┌─ ENREGISTREMENTS FOURNIS

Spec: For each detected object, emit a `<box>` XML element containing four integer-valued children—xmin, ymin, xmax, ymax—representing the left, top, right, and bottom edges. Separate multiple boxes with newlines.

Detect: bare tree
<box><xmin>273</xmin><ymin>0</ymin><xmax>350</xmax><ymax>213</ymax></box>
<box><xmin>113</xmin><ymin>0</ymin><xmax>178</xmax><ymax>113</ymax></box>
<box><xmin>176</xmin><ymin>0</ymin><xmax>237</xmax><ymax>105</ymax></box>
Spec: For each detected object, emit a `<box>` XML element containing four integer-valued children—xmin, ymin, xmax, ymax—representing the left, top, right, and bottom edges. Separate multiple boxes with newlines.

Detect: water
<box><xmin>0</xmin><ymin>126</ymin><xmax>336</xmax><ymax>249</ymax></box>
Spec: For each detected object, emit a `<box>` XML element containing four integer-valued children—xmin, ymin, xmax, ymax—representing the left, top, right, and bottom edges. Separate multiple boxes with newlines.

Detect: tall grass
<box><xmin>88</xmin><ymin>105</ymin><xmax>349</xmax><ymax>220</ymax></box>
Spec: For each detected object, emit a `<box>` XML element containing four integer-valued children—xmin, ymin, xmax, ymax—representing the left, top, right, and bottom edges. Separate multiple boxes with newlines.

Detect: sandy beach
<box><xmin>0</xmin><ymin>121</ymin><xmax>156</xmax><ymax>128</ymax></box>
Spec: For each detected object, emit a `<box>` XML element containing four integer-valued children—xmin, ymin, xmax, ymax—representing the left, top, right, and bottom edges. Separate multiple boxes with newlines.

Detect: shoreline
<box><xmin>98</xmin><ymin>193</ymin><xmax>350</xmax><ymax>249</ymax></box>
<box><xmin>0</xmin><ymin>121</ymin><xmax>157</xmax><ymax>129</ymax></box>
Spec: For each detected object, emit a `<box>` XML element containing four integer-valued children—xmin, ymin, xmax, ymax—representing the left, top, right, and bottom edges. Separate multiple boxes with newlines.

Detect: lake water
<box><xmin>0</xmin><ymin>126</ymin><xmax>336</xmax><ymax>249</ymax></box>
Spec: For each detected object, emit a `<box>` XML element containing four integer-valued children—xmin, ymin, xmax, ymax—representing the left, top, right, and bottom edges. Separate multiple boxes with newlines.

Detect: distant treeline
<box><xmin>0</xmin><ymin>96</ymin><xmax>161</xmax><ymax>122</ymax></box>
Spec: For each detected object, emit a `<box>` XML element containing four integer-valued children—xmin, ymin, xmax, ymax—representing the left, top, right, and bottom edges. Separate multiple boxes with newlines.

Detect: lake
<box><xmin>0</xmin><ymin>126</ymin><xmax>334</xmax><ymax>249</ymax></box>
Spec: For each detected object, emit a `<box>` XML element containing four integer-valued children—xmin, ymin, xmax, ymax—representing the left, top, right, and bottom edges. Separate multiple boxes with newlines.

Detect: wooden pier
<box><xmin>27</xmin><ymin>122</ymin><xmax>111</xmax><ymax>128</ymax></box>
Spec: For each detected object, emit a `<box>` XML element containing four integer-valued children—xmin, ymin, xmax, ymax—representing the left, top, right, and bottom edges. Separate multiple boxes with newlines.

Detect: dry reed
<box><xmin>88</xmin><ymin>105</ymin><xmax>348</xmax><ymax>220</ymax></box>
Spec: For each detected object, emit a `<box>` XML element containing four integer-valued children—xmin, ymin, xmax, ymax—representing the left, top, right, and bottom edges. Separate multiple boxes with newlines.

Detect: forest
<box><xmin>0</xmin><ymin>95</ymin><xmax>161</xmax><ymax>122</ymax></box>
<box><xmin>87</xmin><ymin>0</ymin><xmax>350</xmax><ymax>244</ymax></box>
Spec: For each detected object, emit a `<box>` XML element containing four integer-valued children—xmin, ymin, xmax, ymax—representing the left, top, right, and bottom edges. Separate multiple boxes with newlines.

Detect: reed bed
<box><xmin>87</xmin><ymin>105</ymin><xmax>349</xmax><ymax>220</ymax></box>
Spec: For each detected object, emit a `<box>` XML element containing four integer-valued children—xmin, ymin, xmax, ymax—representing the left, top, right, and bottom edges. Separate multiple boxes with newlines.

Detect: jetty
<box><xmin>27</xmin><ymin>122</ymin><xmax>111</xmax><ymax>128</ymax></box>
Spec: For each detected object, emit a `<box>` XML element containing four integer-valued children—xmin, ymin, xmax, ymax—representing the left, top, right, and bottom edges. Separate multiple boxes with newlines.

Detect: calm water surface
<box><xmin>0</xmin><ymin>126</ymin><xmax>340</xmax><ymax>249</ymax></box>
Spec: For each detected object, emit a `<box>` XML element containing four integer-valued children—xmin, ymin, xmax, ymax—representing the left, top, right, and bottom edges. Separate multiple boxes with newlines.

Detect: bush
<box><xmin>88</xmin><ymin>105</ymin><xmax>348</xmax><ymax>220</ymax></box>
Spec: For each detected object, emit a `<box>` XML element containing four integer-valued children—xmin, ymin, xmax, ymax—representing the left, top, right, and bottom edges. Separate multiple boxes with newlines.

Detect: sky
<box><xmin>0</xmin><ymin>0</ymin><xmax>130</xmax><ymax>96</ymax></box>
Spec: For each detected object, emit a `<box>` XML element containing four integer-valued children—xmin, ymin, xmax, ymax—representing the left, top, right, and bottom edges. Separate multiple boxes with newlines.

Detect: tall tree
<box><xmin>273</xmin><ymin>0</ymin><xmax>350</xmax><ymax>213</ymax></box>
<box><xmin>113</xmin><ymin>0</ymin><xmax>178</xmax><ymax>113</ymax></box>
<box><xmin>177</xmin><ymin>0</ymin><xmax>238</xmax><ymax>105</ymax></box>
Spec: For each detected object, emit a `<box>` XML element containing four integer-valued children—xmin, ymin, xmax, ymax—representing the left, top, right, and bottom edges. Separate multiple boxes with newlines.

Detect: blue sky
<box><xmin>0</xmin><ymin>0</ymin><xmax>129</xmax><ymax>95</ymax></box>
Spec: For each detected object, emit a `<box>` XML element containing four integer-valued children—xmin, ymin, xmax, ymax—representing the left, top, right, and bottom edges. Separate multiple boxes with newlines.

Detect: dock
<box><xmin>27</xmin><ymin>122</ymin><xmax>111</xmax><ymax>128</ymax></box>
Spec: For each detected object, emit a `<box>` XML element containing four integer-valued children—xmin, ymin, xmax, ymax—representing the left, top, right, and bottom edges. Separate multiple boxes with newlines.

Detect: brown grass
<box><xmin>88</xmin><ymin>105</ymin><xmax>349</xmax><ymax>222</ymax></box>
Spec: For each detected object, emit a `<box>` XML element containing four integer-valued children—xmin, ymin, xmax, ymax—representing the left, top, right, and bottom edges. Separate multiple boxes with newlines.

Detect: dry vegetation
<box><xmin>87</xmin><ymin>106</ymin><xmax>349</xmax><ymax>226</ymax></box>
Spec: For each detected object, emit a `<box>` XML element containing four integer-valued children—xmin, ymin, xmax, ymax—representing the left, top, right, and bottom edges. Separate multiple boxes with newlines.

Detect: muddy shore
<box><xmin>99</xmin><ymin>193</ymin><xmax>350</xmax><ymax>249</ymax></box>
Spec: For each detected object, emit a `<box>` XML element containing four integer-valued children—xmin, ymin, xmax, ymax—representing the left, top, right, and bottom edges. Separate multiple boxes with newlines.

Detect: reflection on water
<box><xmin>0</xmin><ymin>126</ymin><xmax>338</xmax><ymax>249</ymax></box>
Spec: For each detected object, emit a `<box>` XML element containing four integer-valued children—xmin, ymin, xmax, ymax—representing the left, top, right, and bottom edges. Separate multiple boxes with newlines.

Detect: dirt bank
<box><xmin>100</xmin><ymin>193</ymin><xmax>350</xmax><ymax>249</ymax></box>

└─

- [EXERCICE PROPOSÉ] Comptez les lignes des enregistrements où figure la chaîne « grass », en tenant compte de la casse. Donnez uniquement ce nombre.

- [TÂCHE ACCOMPLIE] 2